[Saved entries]
────────────────────
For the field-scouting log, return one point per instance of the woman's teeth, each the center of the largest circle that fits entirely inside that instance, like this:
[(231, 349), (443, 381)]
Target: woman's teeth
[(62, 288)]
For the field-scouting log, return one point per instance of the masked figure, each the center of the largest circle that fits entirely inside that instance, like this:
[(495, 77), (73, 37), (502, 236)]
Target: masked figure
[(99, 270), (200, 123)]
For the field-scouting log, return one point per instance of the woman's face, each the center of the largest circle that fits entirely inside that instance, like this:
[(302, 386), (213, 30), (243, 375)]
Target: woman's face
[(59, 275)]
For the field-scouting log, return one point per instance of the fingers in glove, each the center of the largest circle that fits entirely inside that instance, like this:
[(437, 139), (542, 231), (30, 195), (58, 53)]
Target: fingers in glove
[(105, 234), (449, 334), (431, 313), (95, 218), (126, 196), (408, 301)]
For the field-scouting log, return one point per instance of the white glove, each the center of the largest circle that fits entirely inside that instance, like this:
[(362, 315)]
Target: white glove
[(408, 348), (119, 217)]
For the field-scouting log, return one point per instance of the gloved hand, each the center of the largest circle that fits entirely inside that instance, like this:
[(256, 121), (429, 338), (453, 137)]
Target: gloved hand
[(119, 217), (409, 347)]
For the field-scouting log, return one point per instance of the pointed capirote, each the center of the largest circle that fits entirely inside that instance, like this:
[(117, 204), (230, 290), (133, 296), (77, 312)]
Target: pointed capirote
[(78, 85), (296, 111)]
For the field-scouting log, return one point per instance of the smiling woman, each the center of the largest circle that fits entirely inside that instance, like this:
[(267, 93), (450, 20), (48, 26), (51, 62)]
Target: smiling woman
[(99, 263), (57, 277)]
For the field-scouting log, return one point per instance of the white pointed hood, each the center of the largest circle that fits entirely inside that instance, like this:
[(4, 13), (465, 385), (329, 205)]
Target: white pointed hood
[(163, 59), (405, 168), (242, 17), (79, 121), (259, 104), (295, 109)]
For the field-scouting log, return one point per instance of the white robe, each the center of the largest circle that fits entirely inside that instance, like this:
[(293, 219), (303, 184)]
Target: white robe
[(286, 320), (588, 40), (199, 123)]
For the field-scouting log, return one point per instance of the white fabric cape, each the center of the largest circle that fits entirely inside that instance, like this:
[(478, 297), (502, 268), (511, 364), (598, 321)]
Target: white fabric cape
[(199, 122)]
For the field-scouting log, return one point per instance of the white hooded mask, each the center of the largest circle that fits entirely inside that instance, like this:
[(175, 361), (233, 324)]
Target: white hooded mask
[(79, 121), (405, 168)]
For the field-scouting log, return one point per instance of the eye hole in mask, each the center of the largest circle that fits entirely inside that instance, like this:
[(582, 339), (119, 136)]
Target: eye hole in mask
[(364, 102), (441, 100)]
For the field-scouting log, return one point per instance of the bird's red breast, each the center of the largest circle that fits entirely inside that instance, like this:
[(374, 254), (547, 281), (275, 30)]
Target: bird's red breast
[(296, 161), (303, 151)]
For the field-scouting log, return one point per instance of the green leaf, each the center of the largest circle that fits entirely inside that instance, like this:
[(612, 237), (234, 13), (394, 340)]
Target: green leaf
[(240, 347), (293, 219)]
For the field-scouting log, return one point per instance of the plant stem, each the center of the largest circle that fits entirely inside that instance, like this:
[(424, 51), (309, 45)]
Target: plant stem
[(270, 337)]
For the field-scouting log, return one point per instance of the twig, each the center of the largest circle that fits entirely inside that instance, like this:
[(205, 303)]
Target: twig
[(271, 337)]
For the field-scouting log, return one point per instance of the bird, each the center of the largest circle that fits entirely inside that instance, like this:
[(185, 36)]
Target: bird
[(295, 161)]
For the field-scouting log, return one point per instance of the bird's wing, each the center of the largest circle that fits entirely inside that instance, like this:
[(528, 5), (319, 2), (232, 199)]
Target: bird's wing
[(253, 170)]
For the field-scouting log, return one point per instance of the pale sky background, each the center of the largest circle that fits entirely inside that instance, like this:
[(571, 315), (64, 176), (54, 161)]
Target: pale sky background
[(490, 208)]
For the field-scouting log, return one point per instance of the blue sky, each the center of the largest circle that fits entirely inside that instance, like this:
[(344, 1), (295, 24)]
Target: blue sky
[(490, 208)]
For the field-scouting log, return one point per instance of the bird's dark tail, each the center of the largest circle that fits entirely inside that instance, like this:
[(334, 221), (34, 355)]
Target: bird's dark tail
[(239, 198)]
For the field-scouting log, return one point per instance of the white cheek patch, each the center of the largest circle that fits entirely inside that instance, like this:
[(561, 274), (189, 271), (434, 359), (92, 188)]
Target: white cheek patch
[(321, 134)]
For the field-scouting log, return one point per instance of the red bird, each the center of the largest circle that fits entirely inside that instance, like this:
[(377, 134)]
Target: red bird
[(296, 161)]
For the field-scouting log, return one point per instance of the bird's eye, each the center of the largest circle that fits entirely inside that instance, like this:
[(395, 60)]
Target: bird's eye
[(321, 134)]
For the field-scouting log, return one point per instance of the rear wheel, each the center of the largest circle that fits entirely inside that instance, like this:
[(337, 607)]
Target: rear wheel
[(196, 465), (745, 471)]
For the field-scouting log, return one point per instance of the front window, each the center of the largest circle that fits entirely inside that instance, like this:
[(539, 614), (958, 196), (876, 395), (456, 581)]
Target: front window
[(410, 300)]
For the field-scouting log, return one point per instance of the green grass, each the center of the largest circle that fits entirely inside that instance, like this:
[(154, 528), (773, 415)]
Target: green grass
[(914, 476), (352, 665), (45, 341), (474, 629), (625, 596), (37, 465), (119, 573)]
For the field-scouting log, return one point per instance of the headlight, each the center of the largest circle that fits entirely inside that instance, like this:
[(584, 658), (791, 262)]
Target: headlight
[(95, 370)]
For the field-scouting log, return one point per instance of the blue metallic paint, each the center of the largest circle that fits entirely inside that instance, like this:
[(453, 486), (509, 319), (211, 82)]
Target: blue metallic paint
────────────────────
**REQUIRED TASK**:
Turn the lines starting at the one containing "the bird's dark" and ending at the one containing "[(239, 198)]" into a numbered list, leaving out any blank lines.

**WRITTEN RESPONSE**:
1. For the field-scouting log, return one point per instance of the bird's dark tail, each the center of the largest circle that fits entirely inside that instance, like this:
2. [(334, 221), (34, 355)]
3. Target: bird's dark tail
4. [(239, 198)]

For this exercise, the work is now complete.